DIRECTIONS:
a: In the birthday thread, what age does jojo say to be turning again today?
b: Reproduce the passage of the birthday thread from "Happy Birthday Jojo." to "(Apr 26, 2008)".

SOURCE:
+ + + +

# jojo



## xabiaxica (Jun 23, 2009)

I don't know if this is allowed - but what the heck


----------



## MaidenScotland (Jun 6, 2009)

Yes Happy Birthday Jo xxxx


----------



## jojo (Sep 20, 2007)

thank you!! Yes, I'm 21 again today !!!!!!


Jo xxx


----------



## xabiaxica (Jun 23, 2009)

jojo said:


> thank you!! Yes, I'm 21 again today !!!!!!
> 
> 
> Jo xxx


I just keep having 'annivereries of my 21st'


----------



## owdoggy (Jul 23, 2008)

Doggy
p.s. lotta candles on that cake


----------



## thrax (Nov 13, 2008)

jojo said:


> thank you!! Yes, I'm 21 again today !!!!!!
> 
> 
> Jo xxx


Then you are way too old for me - looking at your pic I figured you to be 18...

Happy Birthday!!


----------



## Stravinsky (Aug 12, 2007)

Happy Birthday Jo


----------



## Pesky Wesky (May 10, 2009)

Happy Birthday Jojo.
You do know that according to Spanish tradition YOU pay for a round of drink, meal etc etc, don't you??!!


----------



## mrypg9 (Apr 26, 2008)

21...oh I was a year out. Thought you were about to be 22


----------

+ + + +

ENTRIES SUPPLIED:
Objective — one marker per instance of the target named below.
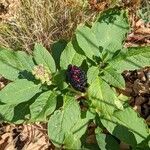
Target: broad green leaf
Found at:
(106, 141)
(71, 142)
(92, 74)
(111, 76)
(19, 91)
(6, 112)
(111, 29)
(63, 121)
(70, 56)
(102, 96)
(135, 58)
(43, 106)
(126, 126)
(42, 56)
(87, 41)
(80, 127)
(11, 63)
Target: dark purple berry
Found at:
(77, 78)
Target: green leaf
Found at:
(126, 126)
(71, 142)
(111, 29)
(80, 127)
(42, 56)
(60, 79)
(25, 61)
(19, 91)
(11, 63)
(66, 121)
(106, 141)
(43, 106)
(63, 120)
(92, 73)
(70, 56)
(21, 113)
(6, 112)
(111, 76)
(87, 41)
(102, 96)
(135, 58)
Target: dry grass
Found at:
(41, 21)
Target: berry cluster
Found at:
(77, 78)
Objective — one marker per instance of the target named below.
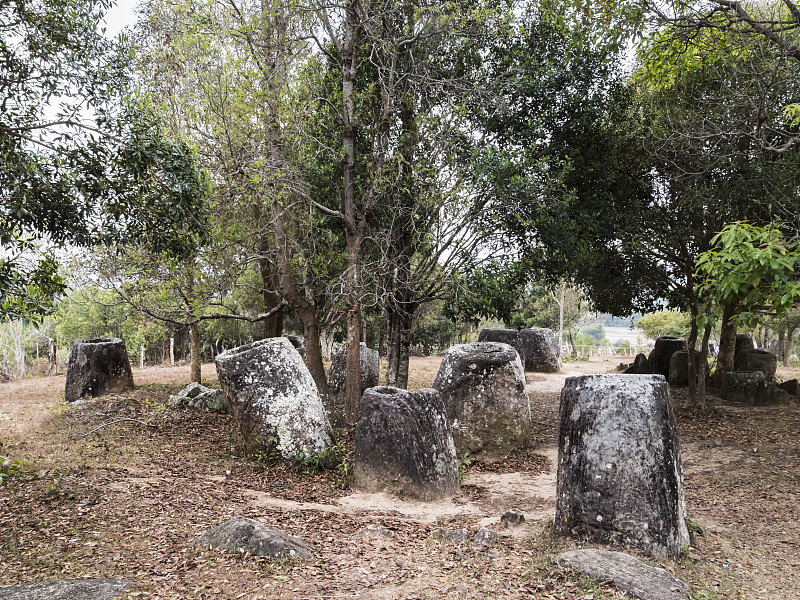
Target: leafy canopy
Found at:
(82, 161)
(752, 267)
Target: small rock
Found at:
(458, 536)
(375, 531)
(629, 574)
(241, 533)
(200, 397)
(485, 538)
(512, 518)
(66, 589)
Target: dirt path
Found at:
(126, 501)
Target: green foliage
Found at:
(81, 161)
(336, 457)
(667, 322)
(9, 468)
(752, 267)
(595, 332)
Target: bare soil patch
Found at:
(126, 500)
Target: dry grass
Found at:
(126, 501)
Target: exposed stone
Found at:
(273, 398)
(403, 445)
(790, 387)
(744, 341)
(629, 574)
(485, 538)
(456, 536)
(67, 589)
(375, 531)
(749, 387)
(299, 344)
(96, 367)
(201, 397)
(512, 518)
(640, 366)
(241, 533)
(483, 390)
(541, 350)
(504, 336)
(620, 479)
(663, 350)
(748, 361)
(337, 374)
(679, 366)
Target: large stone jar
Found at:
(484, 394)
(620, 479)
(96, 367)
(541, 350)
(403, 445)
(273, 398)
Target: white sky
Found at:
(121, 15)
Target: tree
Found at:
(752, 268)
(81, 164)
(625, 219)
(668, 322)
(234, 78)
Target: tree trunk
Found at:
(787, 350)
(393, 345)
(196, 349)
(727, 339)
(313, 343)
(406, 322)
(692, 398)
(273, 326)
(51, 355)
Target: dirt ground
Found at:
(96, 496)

+ + + +

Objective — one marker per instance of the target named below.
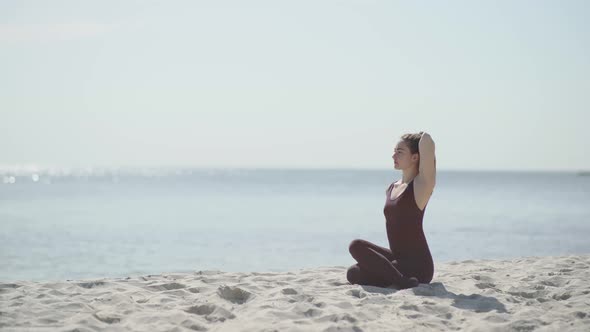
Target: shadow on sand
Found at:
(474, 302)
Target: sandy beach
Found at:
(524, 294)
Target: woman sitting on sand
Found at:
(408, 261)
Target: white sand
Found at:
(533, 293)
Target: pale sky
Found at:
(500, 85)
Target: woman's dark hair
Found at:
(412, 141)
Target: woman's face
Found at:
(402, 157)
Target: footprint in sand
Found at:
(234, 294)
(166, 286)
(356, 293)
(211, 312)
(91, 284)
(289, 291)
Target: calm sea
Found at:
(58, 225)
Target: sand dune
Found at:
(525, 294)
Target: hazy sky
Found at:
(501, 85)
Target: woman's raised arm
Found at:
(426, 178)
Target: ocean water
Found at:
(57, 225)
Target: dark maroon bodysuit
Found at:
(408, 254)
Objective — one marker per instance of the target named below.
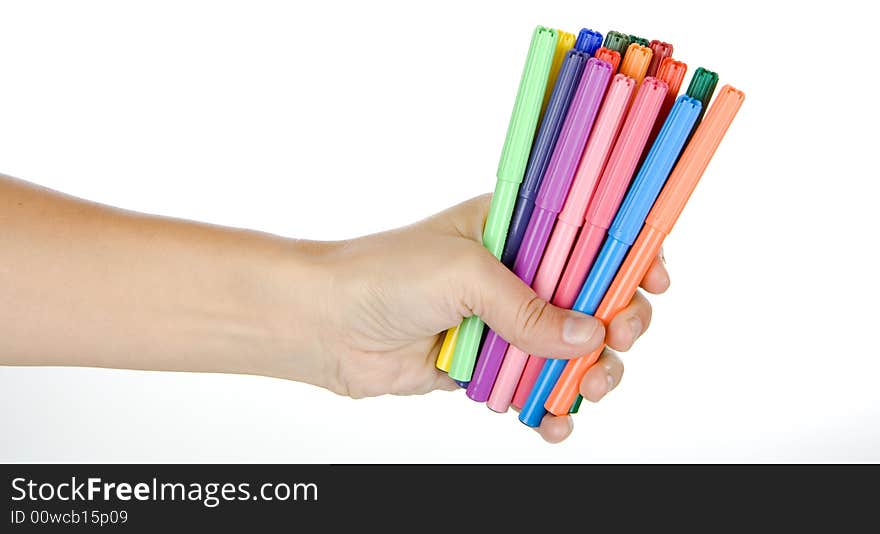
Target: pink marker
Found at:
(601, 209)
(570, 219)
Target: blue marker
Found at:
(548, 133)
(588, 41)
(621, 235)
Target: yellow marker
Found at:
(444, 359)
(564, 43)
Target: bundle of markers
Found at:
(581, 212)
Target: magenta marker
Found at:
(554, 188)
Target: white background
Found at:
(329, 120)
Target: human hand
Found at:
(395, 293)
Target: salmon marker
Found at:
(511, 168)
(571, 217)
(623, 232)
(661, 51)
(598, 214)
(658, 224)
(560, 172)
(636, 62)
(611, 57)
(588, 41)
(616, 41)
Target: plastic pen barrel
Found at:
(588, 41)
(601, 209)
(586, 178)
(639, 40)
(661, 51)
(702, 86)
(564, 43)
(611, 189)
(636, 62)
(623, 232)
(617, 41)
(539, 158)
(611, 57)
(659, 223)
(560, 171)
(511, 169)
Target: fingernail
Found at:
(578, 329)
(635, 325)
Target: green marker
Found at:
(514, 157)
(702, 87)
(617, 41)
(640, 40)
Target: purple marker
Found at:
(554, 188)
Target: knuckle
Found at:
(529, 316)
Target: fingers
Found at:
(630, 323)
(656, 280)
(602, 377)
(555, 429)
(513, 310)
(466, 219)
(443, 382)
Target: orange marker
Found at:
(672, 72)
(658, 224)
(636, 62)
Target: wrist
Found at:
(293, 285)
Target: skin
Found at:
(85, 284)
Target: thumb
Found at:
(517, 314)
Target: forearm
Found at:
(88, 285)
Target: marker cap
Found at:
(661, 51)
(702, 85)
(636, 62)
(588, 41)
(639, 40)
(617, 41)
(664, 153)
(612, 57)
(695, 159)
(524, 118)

+ + + +

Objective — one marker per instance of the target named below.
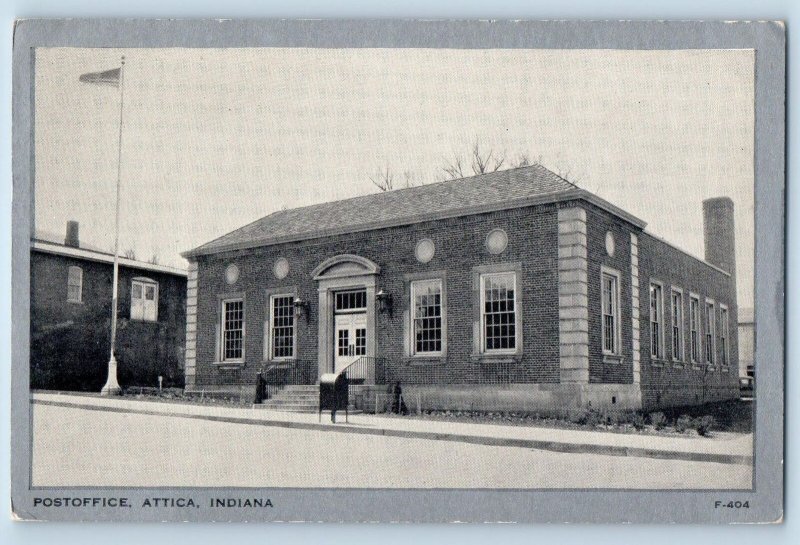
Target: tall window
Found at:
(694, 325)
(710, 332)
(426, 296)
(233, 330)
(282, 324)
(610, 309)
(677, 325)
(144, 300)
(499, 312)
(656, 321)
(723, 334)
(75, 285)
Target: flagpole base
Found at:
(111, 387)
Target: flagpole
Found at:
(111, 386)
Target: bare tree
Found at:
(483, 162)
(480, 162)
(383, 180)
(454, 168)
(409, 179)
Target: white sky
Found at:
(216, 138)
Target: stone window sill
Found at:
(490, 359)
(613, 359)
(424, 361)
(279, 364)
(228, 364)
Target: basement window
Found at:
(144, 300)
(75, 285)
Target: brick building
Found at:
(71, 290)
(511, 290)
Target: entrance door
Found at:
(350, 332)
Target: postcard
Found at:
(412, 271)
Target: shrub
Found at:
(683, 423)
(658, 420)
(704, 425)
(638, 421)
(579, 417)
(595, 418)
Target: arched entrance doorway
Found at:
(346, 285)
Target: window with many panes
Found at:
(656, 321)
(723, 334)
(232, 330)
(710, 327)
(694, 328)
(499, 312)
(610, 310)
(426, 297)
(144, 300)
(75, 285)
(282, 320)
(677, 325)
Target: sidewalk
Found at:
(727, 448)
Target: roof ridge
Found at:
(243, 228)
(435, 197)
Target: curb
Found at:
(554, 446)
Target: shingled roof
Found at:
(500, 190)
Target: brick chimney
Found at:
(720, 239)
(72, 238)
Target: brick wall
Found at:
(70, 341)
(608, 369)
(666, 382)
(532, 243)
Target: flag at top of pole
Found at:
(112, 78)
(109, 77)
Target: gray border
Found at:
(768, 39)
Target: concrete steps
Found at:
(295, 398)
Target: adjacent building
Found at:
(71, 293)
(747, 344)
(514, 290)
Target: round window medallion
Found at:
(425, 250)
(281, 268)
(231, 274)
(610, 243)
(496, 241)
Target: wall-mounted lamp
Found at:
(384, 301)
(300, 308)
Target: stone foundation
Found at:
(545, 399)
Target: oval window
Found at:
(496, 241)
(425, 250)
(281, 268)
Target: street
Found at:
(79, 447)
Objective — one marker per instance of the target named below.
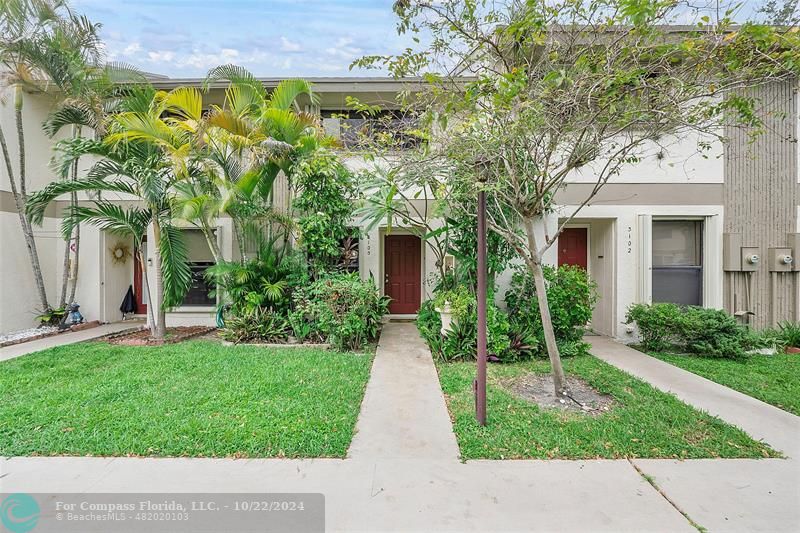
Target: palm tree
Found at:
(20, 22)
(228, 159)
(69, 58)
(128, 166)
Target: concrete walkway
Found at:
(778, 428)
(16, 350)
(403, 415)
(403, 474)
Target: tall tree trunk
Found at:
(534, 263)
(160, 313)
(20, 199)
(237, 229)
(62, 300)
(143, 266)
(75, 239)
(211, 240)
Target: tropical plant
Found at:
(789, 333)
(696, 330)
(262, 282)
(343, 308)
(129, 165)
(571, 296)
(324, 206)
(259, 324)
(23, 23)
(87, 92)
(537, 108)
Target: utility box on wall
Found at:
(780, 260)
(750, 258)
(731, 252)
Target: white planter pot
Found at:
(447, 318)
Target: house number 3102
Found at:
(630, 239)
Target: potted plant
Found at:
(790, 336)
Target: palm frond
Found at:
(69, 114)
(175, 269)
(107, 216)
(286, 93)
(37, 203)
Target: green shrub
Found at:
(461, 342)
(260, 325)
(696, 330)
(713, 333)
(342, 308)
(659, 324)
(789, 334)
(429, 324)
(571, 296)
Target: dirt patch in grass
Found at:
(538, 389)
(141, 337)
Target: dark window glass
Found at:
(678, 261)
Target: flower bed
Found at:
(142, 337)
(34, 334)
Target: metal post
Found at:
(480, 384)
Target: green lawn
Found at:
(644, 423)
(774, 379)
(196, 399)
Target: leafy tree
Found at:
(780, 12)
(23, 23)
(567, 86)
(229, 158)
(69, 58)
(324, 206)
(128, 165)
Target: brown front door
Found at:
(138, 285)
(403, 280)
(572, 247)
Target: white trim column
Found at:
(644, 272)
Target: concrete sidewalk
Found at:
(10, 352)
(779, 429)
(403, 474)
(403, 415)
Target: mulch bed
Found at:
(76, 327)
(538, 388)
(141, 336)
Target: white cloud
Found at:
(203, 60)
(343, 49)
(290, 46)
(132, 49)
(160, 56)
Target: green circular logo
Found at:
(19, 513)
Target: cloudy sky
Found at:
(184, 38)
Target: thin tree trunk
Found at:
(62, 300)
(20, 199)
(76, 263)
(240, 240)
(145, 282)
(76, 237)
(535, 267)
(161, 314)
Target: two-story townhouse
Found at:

+ + + +

RESULTS FOR EACH TASK:
a: 21

b:
Happy Birthday Jojo.
You do know that according to Spanish tradition YOU pay for a round of drink, meal etc etc, don't you??!!


----------



## mrypg9 (Apr 26, 2008)